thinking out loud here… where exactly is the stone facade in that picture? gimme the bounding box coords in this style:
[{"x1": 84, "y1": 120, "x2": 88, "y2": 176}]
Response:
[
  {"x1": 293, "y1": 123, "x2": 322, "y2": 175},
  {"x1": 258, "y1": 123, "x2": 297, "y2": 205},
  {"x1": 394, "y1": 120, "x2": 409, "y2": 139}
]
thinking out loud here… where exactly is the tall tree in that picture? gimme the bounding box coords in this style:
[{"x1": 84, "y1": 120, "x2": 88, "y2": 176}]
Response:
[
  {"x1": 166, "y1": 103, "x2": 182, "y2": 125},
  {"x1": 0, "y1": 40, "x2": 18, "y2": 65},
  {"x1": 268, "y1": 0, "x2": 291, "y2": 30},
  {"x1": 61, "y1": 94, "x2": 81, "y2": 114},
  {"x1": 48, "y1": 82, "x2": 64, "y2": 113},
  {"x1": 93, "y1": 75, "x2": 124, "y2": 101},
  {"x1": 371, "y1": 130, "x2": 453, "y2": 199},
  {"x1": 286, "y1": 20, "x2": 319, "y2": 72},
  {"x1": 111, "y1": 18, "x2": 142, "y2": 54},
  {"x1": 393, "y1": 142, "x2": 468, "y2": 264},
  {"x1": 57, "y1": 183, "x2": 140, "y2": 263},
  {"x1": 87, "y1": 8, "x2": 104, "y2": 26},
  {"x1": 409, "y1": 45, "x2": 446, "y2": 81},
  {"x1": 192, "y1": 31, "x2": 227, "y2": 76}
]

+++++

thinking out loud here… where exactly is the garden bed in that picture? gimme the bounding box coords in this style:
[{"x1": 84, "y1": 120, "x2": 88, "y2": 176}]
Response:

+++++

THE PROBLEM: Search the material above for the word "style", and return each line that holds it.

RESPONSE TO THIS TASK:
thinking out loud here… where exactly is the stone facade in that picture? gimme the bounding box coords in this style:
thinking out loud here… where exactly is the tall tree in that picture? gimme the bounding box coords in this style:
thinking out loud here… where exactly is the garden bed in that picture? gimme the bounding box coords in this style:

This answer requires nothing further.